→ **WHAT YOU ARE ASKED TO DO**: Recast the records as a two-column CSV with the columns "request" and "answer", one row per request, each value in a single quoted field with line breaks replaced by spaces. Include only the records starting with the line containing "[outline] white cushion" and going on through the line containing "485 206 L 494".

(Excerpts from annotation records)
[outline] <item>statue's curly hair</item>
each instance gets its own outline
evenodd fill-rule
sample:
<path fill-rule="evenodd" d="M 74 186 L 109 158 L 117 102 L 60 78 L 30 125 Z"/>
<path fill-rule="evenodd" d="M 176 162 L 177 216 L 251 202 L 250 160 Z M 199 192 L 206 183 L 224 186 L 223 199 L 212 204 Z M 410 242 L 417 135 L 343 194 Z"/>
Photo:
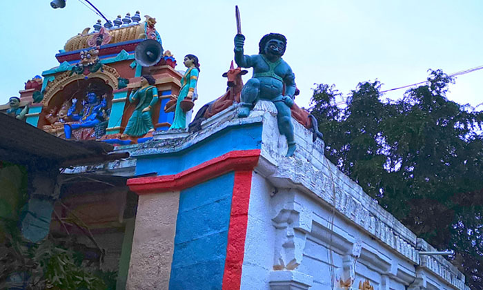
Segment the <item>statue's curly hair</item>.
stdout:
<path fill-rule="evenodd" d="M 259 54 L 265 54 L 265 46 L 266 46 L 266 43 L 268 42 L 268 41 L 270 41 L 270 39 L 277 39 L 279 40 L 280 41 L 282 41 L 284 42 L 284 44 L 285 44 L 285 48 L 287 48 L 286 37 L 285 37 L 284 35 L 279 33 L 268 33 L 268 35 L 265 35 L 263 37 L 262 37 L 262 39 L 260 39 L 260 42 L 258 44 Z"/>

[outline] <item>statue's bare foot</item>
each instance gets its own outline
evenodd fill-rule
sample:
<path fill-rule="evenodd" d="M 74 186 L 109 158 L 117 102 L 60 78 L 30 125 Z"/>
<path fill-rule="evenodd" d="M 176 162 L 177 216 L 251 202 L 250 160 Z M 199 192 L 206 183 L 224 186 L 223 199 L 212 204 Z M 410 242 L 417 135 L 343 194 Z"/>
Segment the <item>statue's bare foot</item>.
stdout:
<path fill-rule="evenodd" d="M 297 144 L 295 143 L 288 144 L 288 150 L 287 150 L 287 154 L 285 157 L 293 156 L 293 153 L 295 153 L 295 149 L 297 149 Z"/>
<path fill-rule="evenodd" d="M 238 117 L 244 118 L 248 117 L 250 115 L 250 108 L 248 107 L 241 107 L 238 111 Z"/>

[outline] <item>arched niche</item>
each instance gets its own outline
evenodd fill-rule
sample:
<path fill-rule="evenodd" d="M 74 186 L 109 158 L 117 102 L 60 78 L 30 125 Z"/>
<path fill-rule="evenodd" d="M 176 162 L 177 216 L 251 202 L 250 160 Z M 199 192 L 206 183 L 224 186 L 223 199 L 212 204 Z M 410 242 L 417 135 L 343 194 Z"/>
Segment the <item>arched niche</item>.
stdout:
<path fill-rule="evenodd" d="M 68 72 L 70 73 L 70 72 Z M 49 90 L 48 86 L 42 101 L 43 107 L 39 117 L 37 128 L 42 128 L 44 125 L 50 124 L 50 122 L 46 119 L 46 116 L 52 108 L 57 108 L 56 112 L 58 112 L 62 104 L 66 102 L 70 106 L 72 104 L 71 100 L 74 98 L 77 99 L 76 110 L 79 112 L 82 108 L 83 101 L 86 100 L 86 95 L 88 92 L 94 92 L 101 98 L 105 95 L 107 108 L 110 108 L 112 90 L 117 88 L 117 84 L 106 81 L 105 77 L 96 77 L 97 76 L 92 75 L 94 74 L 90 74 L 87 79 L 83 77 L 84 75 L 72 75 L 72 77 L 76 77 L 70 78 L 69 81 L 64 81 L 61 88 L 57 86 L 50 88 L 50 90 L 55 90 L 55 92 Z"/>

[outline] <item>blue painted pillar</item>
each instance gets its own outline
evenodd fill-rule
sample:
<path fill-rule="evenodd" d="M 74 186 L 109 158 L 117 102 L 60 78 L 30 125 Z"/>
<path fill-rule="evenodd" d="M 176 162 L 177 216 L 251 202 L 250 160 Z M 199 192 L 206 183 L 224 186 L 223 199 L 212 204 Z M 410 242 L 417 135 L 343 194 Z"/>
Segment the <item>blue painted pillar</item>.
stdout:
<path fill-rule="evenodd" d="M 124 112 L 126 99 L 128 97 L 128 89 L 122 88 L 112 92 L 112 106 L 110 110 L 109 124 L 106 130 L 106 134 L 116 134 L 120 133 L 122 114 Z"/>
<path fill-rule="evenodd" d="M 156 130 L 167 130 L 172 124 L 172 120 L 175 119 L 175 113 L 164 113 L 164 106 L 170 99 L 171 95 L 171 90 L 163 90 L 159 94 L 159 117 L 156 124 Z"/>

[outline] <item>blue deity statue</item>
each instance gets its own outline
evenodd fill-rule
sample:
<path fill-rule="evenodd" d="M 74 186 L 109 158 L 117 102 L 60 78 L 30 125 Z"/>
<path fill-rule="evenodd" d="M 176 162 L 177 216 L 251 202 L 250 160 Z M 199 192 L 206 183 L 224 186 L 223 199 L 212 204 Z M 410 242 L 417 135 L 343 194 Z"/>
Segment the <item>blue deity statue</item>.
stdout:
<path fill-rule="evenodd" d="M 239 117 L 248 117 L 259 99 L 273 102 L 277 108 L 278 128 L 287 139 L 286 156 L 293 155 L 297 148 L 293 136 L 290 108 L 295 93 L 295 76 L 288 64 L 282 59 L 287 40 L 278 33 L 270 33 L 260 40 L 258 55 L 244 55 L 245 37 L 235 37 L 235 61 L 241 68 L 253 68 L 253 76 L 241 89 Z"/>
<path fill-rule="evenodd" d="M 81 128 L 94 128 L 104 120 L 103 110 L 107 106 L 106 98 L 101 101 L 95 93 L 87 93 L 87 102 L 83 102 L 82 110 L 75 113 L 77 99 L 72 99 L 72 104 L 67 113 L 67 116 L 74 122 L 63 125 L 66 139 L 70 139 L 72 130 Z"/>

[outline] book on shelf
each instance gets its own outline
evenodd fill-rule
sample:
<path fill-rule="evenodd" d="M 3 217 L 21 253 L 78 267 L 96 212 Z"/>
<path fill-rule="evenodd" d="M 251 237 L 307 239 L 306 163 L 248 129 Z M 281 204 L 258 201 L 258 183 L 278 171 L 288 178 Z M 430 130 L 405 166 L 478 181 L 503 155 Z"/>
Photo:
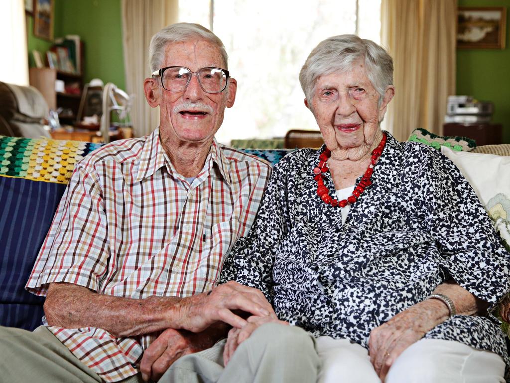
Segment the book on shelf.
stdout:
<path fill-rule="evenodd" d="M 41 56 L 41 52 L 39 51 L 34 50 L 32 51 L 32 57 L 34 58 L 34 63 L 35 64 L 36 68 L 44 67 L 44 63 L 42 61 L 42 56 Z"/>
<path fill-rule="evenodd" d="M 46 53 L 46 59 L 48 61 L 48 66 L 52 69 L 59 69 L 59 61 L 57 58 L 57 54 L 51 51 Z"/>
<path fill-rule="evenodd" d="M 64 48 L 66 51 L 64 58 L 64 64 L 62 70 L 65 71 L 81 74 L 81 45 L 80 36 L 78 35 L 68 35 L 65 38 L 60 38 L 55 40 L 55 46 L 59 48 Z M 62 54 L 63 56 L 63 51 Z M 60 58 L 60 55 L 59 57 Z"/>

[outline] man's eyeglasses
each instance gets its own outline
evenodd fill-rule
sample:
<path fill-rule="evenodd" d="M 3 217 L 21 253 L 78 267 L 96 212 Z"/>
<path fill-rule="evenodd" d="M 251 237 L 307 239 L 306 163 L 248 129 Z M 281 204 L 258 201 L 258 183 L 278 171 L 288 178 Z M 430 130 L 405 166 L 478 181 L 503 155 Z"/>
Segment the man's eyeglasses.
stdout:
<path fill-rule="evenodd" d="M 205 92 L 220 93 L 226 87 L 228 71 L 221 68 L 202 68 L 192 72 L 185 66 L 167 66 L 152 72 L 152 76 L 159 76 L 163 87 L 171 92 L 184 90 L 191 80 L 191 76 L 196 75 L 198 83 Z"/>

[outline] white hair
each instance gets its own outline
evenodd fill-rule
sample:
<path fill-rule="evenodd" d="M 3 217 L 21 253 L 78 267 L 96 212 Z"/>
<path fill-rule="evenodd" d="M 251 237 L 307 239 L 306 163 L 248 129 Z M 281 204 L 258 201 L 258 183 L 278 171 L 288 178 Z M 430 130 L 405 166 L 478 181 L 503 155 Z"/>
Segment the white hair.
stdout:
<path fill-rule="evenodd" d="M 393 60 L 385 49 L 371 40 L 355 35 L 340 35 L 319 43 L 309 55 L 299 73 L 299 82 L 311 105 L 317 79 L 336 71 L 346 71 L 359 59 L 365 61 L 367 76 L 382 100 L 386 88 L 393 84 Z"/>
<path fill-rule="evenodd" d="M 186 41 L 192 39 L 206 40 L 216 45 L 221 55 L 225 65 L 228 69 L 228 56 L 225 46 L 216 35 L 199 24 L 179 22 L 165 27 L 152 36 L 149 46 L 149 66 L 151 73 L 161 67 L 165 59 L 165 50 L 169 43 Z"/>

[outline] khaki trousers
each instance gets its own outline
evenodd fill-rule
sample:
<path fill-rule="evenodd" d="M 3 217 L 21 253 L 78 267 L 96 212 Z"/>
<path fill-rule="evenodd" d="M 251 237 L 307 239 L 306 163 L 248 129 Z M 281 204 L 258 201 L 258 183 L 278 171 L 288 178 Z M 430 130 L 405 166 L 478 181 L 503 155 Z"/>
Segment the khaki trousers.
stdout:
<path fill-rule="evenodd" d="M 159 383 L 315 383 L 320 361 L 301 328 L 268 323 L 241 343 L 223 367 L 225 341 L 173 363 Z"/>
<path fill-rule="evenodd" d="M 103 381 L 43 326 L 32 332 L 0 326 L 0 372 L 5 383 Z M 121 381 L 142 381 L 140 373 Z"/>

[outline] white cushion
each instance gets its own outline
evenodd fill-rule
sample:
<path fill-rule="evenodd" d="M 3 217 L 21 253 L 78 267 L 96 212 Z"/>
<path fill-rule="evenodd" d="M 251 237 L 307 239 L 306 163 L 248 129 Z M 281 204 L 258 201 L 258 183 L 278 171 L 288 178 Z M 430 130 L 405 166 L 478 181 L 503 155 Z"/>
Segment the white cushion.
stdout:
<path fill-rule="evenodd" d="M 485 206 L 494 228 L 510 244 L 510 157 L 454 152 L 441 147 L 466 177 Z"/>

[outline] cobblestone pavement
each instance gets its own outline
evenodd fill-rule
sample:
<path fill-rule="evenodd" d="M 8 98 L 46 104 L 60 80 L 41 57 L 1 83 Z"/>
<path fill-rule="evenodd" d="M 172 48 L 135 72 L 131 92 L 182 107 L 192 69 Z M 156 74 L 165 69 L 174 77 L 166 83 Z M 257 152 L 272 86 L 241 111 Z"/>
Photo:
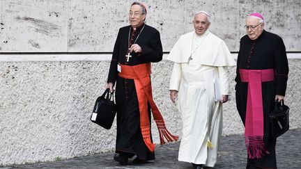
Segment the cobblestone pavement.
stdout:
<path fill-rule="evenodd" d="M 301 129 L 290 130 L 280 136 L 277 143 L 277 166 L 279 169 L 301 168 Z M 3 168 L 192 168 L 188 163 L 178 161 L 179 143 L 157 145 L 156 160 L 146 164 L 120 166 L 113 160 L 114 153 L 76 157 L 62 161 L 7 166 Z M 214 168 L 245 168 L 247 152 L 242 135 L 222 137 L 219 156 Z"/>

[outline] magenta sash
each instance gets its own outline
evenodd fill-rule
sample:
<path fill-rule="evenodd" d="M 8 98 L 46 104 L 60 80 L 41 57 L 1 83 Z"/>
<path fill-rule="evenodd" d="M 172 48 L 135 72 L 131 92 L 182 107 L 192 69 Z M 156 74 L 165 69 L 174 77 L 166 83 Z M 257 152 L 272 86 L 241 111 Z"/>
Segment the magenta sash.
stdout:
<path fill-rule="evenodd" d="M 270 152 L 263 142 L 261 82 L 275 79 L 274 69 L 240 69 L 242 82 L 248 82 L 245 139 L 249 159 L 261 159 Z"/>

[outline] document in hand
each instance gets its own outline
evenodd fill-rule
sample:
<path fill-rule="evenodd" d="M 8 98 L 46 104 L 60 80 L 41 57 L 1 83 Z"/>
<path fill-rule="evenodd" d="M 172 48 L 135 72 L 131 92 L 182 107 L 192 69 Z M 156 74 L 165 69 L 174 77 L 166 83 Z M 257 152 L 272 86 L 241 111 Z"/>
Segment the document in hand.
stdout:
<path fill-rule="evenodd" d="M 217 78 L 213 79 L 214 90 L 215 90 L 215 102 L 222 102 L 222 97 L 221 93 L 221 82 L 220 79 Z"/>

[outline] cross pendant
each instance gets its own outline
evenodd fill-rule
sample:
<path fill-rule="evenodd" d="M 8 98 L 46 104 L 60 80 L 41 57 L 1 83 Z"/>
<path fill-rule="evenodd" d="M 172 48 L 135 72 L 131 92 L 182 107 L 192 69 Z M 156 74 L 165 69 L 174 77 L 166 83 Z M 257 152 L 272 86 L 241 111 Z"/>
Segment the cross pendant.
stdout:
<path fill-rule="evenodd" d="M 192 56 L 191 56 L 191 55 L 190 55 L 190 58 L 188 58 L 188 62 L 187 62 L 187 64 L 189 64 L 189 63 L 190 63 L 190 60 L 192 60 Z"/>
<path fill-rule="evenodd" d="M 127 62 L 128 62 L 130 61 L 130 58 L 132 58 L 132 55 L 130 54 L 130 51 L 127 55 L 125 55 L 125 57 L 127 58 Z"/>

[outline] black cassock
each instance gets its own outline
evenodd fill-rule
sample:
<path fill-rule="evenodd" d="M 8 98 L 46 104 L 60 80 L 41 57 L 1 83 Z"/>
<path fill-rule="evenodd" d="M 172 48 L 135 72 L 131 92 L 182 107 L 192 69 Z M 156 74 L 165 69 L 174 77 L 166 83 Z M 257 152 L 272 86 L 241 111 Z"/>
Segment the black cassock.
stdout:
<path fill-rule="evenodd" d="M 138 44 L 141 47 L 142 52 L 131 53 L 132 57 L 127 62 L 125 55 L 128 54 L 129 43 Z M 160 33 L 155 29 L 143 24 L 137 28 L 134 34 L 133 29 L 130 26 L 119 29 L 107 80 L 107 82 L 113 83 L 116 82 L 116 102 L 118 107 L 116 153 L 129 158 L 136 154 L 141 159 L 155 159 L 155 154 L 149 151 L 142 138 L 139 104 L 134 80 L 119 77 L 117 65 L 121 63 L 126 65 L 137 65 L 150 62 L 159 62 L 162 59 L 162 54 Z M 150 124 L 149 105 L 148 117 Z"/>
<path fill-rule="evenodd" d="M 276 139 L 269 133 L 269 114 L 271 112 L 275 95 L 284 96 L 286 90 L 288 65 L 286 48 L 282 39 L 277 35 L 263 31 L 255 40 L 245 35 L 240 40 L 236 77 L 236 106 L 245 125 L 247 108 L 247 83 L 241 82 L 239 69 L 265 70 L 275 69 L 275 80 L 262 82 L 263 106 L 263 140 L 265 147 L 270 152 L 259 159 L 248 159 L 247 168 L 252 166 L 276 168 Z"/>

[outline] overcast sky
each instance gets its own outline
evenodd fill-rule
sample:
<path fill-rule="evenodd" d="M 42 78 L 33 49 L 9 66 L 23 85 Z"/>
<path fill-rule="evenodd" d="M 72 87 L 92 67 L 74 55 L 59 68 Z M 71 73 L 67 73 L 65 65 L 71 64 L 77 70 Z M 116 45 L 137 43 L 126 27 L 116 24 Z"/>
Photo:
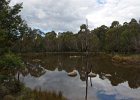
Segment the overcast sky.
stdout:
<path fill-rule="evenodd" d="M 86 18 L 91 29 L 110 26 L 114 20 L 122 24 L 140 19 L 140 0 L 12 0 L 11 4 L 20 2 L 28 25 L 42 31 L 77 32 Z"/>

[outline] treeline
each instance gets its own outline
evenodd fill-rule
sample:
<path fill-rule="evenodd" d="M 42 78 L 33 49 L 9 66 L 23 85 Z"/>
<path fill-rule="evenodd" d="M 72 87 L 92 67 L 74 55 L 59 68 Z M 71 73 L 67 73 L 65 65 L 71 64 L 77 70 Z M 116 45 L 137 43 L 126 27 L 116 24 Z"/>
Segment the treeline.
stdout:
<path fill-rule="evenodd" d="M 121 25 L 113 21 L 89 30 L 85 24 L 78 33 L 29 30 L 12 47 L 18 52 L 140 52 L 140 23 L 131 19 Z"/>
<path fill-rule="evenodd" d="M 21 18 L 22 3 L 9 6 L 0 1 L 0 53 L 14 52 L 140 52 L 140 22 L 131 19 L 121 25 L 113 21 L 89 30 L 85 24 L 77 33 L 43 33 L 31 29 Z"/>

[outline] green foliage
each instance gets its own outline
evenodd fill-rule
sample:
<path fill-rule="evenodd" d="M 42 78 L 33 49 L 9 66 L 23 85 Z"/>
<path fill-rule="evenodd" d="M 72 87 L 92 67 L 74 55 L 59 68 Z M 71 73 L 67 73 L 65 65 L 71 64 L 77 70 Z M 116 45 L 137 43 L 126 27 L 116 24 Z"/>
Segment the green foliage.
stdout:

→ **TASK OUTPUT**:
request,answer
"[outline] white cushion each instance gets its own outline evenodd fill-rule sample: <path fill-rule=""evenodd"" d=""M 3 217 L 21 253 L 78 267 L 96 212 Z""/> <path fill-rule=""evenodd"" d=""M 251 237 L 307 239 L 306 163 L 248 129 Z M 281 204 L 258 201 L 258 183 L 278 171 L 288 178 Z M 430 130 L 405 166 L 478 181 L 503 155 Z""/> Segment the white cushion. stdout:","<path fill-rule=""evenodd"" d=""M 485 206 L 494 228 L 510 244 L 510 157 L 454 152 L 441 147 L 466 177 Z""/>"